Indeed, despite all efforts, Alexander succumbed to his wounds on January 23, 1973.
His death, just one day after the tragic crash, shattered Onassis, plunging him into a profound and irreversible grief. The loss of his son, whom he had hoped would one day succeed him, was not only a personal tragedy but also the crushing blow to his legacy and dreams for the future.
Aristotle Onassis considered having his son’s body cryogenically frozen, but was persuaded against it. Instead, Alexander was embalmed by Desmond Henley. Alexander Onassis was buried next to the chapel on his father’s private Ionian island of Skorpios.
Onassis said his son’s death was not an accident
The Greek shipping magnate refused to believe that his son’s death was an accident. Still in denial of his loss, he attributed the crash to the machinations of the United States Central Intelligence Agency (CIA) and Greek military junta leader Georgios Papadopoulos.
He also alleged that Stavros Niarchos, his arch-rival for dominance of international ship ownership was involved. He even accused Olympic Airways employees of sabotaging Alexander’s plane. McCusker and six Olympic Airways engineers were indicted for allegedly fitting faulty controls to the plane. They were acquitted on November 7, 1977, by the decision of the Three-Member Criminal Court of Athens.
The three reports subsequently unanimously concluded that the incident was caused by the incorrect installation of the ailerons, which led to the aircraft’s inability to respond to the pilot’s commands.
Other investigations bore no results. Onassis put a reward for his son’s death offering $1 million for information on the culprits. The reward is still in effect today.
Aristotle’s health rapidly deteriorated in the months following his son’s death. Once one of the most powerful men in the world, Onassis became a shell of himself, both psychologically and physically. He never recovered from the loss of his son, slowly losing the will to live.
Friends and family described him as a man transformed, his once vibrant energy replaced by a profound grief that seemed to age him overnight. He developed myasthenia gravis, an autoimmune disorder that weakened him further, and withdrew from the public eye, a stark contrast to the confident and ambitious figure he had been. As his health declined, so too did his involvement in the business empire he had built. The man who once dominated international shipping was now a shadow of his former self, his life irrevocably altered by the loss of his son.

**Data extracts**

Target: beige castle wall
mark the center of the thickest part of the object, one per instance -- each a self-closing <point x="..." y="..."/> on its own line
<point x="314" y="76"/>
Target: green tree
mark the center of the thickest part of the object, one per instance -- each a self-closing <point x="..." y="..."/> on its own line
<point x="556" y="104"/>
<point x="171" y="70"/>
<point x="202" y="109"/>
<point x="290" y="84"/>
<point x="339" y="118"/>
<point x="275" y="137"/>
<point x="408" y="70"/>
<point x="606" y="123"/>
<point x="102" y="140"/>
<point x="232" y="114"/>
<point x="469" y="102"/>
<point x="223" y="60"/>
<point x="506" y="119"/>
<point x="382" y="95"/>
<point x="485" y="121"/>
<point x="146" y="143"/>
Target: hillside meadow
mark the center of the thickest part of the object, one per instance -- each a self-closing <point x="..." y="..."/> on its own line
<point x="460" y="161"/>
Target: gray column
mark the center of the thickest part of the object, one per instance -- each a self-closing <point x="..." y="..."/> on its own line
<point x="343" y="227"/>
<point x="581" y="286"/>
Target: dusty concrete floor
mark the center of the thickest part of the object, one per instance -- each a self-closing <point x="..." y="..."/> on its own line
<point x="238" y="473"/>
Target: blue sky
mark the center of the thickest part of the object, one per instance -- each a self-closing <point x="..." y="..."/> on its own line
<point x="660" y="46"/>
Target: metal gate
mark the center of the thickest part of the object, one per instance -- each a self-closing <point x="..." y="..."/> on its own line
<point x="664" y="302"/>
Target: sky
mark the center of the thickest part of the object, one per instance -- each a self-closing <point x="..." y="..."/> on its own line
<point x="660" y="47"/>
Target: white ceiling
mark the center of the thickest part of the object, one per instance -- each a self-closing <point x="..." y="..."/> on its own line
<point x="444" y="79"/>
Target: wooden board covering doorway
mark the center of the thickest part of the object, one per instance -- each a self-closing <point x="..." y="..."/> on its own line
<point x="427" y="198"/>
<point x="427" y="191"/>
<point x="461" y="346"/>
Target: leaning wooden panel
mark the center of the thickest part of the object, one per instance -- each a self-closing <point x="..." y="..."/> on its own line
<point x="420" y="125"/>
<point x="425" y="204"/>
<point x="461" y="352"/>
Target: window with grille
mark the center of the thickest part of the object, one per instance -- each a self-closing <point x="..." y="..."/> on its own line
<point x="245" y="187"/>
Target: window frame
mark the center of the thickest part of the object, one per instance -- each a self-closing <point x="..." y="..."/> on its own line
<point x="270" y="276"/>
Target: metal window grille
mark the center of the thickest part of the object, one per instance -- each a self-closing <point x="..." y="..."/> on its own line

**Exercise set**
**a)** List every party that Aristotle Onassis blamed for the crash, according to the passage about Alexander Onassis's death.
**b)** Reproduce the stretch of the passage about Alexander Onassis's death from "The three reports" through "the pilot’s commands.".
**c)** Write the next part of the passage about Alexander Onassis's death, beginning after its final sentence.

**Exercise results**
**a)**
- The United States Central Intelligence Agency (CIA)
- Greek military junta leader Georgios Papadopoulos
- Stavros Niarchos
- Olympic Airways employees

**b)**
The three reports subsequently unanimously concluded that the incident was caused by the incorrect installation of the ailerons, which led to the aircraft’s inability to respond to the pilot’s commands.

**c)**
He died just two years after on March 15, 1975, at age 69, at the American Hospital of Paris in Neuilly-sur-Seine, France. The cause was respiratory failure, a complication of myasthenia gravis. He was buried next to his only son on Skorpios.
Before his death, in memory of his only son, Aristotle Onassis established the “Alexander Onassis” Foundation, based in Vaduz, Liechtenstein, with headquarters in Athens. From the profits of the Onassis financial empire, the foundation grants scholarships and finances various charitable projects.
The Life of Alexander Onassis
Alexander Onassis was born in New York City on April 30, 1948, and enjoyed a princely life as the son of one of the wealthiest men in the world, Aristotle Onassis. His mother, Tina Livanos, was the daughter of another prominent Greek shipping magnate, Stavros G. Livanos. Instead of pursuing formal education, he worked at his father’s headquarters in Monaco.
He and his younger sister Christina Onassis (December 1950-November 1988) loved their mother and were upset in October 1968, when their father married Jacqueline Kennedy, the widow of John F. Kennedy, the 35th President of the United States. They had hoped that he might remarry their mother, which had seemed possible towards the end of their father’s relationship with the Greek opera singer Maria Callas.
Tensions between father and son worsened when at 18 he had an affair with a British fashion model, Fiona von Thyssen (née Campbell Walter) some 16 years his senior and a friend of her mother. She was the former wife of industrialist Baron Hans Heinrich Thyssen-Bornemisza. His father sought to create distance between them by purchasing a $2 million villa for him outside of Athens.